Exercise goal —
Reproduce every entry below word for word, leaving nothing out and changing nothing.

>> begin Given data

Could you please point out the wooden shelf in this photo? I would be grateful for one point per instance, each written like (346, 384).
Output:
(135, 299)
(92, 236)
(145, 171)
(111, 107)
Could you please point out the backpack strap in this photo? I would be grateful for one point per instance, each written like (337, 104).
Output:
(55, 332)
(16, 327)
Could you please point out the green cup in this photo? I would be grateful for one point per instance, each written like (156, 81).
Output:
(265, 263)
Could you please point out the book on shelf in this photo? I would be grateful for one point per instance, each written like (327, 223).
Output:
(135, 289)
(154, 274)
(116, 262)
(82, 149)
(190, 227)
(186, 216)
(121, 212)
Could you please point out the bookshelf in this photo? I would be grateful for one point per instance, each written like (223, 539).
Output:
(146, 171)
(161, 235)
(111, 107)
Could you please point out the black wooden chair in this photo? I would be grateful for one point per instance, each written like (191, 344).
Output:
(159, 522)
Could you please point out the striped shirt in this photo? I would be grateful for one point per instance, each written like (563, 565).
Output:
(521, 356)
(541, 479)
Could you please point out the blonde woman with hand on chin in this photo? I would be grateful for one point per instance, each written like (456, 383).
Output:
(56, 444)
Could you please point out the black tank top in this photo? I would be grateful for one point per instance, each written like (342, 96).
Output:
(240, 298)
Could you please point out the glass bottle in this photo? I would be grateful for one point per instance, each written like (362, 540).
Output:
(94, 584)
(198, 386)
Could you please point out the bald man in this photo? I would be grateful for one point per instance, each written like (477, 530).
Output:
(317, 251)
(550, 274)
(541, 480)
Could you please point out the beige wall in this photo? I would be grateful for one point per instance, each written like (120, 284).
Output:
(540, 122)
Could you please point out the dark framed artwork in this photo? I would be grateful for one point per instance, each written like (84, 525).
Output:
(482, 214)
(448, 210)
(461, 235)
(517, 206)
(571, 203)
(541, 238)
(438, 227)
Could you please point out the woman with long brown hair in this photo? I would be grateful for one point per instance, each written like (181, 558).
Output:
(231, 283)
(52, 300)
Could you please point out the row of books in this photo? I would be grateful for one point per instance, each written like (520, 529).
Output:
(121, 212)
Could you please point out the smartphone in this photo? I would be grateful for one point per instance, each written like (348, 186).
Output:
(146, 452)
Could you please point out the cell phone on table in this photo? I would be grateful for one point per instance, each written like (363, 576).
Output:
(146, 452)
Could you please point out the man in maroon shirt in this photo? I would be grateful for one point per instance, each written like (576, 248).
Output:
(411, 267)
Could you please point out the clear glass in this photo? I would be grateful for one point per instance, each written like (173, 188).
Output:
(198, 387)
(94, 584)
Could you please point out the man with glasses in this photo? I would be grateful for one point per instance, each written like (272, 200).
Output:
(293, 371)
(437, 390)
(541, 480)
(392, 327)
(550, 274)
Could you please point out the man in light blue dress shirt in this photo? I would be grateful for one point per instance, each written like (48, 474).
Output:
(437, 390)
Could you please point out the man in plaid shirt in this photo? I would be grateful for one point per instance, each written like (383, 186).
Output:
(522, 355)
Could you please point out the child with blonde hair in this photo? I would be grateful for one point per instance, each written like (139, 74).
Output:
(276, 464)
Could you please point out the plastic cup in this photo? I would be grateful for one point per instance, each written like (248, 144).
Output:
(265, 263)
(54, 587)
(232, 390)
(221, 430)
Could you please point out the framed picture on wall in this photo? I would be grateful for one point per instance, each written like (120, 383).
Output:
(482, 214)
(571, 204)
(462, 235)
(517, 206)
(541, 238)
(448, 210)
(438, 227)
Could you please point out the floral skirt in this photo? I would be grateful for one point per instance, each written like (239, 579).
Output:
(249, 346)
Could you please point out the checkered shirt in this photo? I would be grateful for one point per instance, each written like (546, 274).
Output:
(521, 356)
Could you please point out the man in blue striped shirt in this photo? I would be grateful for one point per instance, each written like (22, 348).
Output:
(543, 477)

>> end Given data

Answer in full —
Could you please point out the wooden shelf in this photo? I would be grateful for one point per instance, each written like (346, 384).
Output:
(135, 299)
(92, 236)
(145, 171)
(111, 107)
Could you please point out the backpack strap in this photo? I would be grateful for one point per instance, each written like (337, 104).
Output:
(55, 332)
(16, 327)
Could you please point out the green cup in this photo? I would be grateful for one point per instance, each written like (156, 81).
Output:
(265, 263)
Could you please point out the book on shelf in this photo? I would be grateful for one point per instance, each written like (327, 223).
Output:
(135, 289)
(154, 274)
(116, 262)
(82, 149)
(190, 227)
(186, 216)
(121, 212)
Could you please point out the bookshelf in this photo? I would be grateful for one point per instance, each written like (223, 539).
Output:
(146, 171)
(161, 235)
(111, 107)
Could you please point out the black wooden chair in this photo? I would be grateful for one point per instance, each written like (191, 344).
Output:
(159, 522)
Could you please point out the striped shirt in this photo? I would be grateful for one point per instance, each written like (563, 565).
Output:
(521, 356)
(541, 479)
Could you please point out the blonde woman with hand on chin in this photo? I would be grateful for one point per instance, each written like (456, 383).
Output:
(56, 444)
Could you please point out the black tank top in this photo? I would be grateful for one point per instance, each written like (342, 96).
Output:
(240, 298)
Could you please point out the glass bottle in this photo? I would be grateful for one point per instance, each written like (362, 540).
Output:
(94, 584)
(198, 386)
Could you please point out the bald man in this photo? I would be grateful for one point per instance, each written like (477, 530).
Output:
(317, 251)
(550, 274)
(541, 480)
Could you please point out the beige wall in this photo? I would be grateful for one point per instance, each written like (120, 284).
Output:
(540, 122)
Could you please point out the dark framed artwork in this photo? I would be grateful for one point per instance, each written like (84, 525).
Output:
(482, 214)
(448, 210)
(461, 235)
(517, 206)
(571, 203)
(541, 238)
(438, 227)
Could you please point out the woman with long brown hair in this photo? I would be grateful for one point per instance, each written like (181, 558).
Output:
(231, 283)
(52, 300)
Could you please point out the row of books in this photo? I would be grateful for one point per instance, each written like (520, 529).
Output:
(121, 212)
Could you please point out the smartphone in this photo? I would be grateful for one point per instance, each written like (348, 186).
Output:
(146, 452)
Could you please point out the cell phone on table in this photo? I would be grateful for one point per instance, each written like (363, 576).
Output:
(146, 452)
Could you please point out the man in maroon shirt in this photo? I would be grateful for one point per instance, each written like (576, 248).
Output:
(411, 267)
Could you please point out the clear glass in this photo? I would be grateful for one point per instance, each written like (173, 188).
Output:
(198, 387)
(94, 584)
Could you please point out the man with glasses in this photo? I would be grateful for one point per instance, each written like (272, 200).
Output:
(293, 371)
(437, 390)
(541, 480)
(392, 327)
(550, 274)
Could you please point out the man in light blue dress shirt in this photo? I would be grateful for one point per instance, each written like (48, 474).
Output:
(437, 390)
Could you please point out the man in plaid shirt in this photo? I would be grateful for one point per instance, each written like (383, 186).
Output:
(522, 355)
Could you please point out the child with blonde hair in this photo? I would be grateful for one point per instance, each written like (139, 74).
Output:
(276, 464)
Could you please point out the plastic cup in this photo? I would be grateful for one point per instance, each written like (248, 144).
Output:
(265, 263)
(54, 587)
(232, 390)
(221, 430)
Could you please point out the framed picture on wall in this photo? I would be grateful for one point per instance, each written like (120, 383).
Output:
(482, 214)
(571, 204)
(462, 235)
(517, 206)
(541, 238)
(448, 210)
(438, 227)
Could you please point out the floral skirt in this photo? I would be grateful for one point per instance, each written like (239, 579).
Output:
(249, 346)
Could you please point out the checkered shirt in this photo? I would be grateful for one point per instance, each written like (546, 274).
Output:
(521, 356)
Could you please point out the man in blue striped shirt in this photo? I would be grateful for one point per instance, each written like (22, 348).
Output:
(543, 477)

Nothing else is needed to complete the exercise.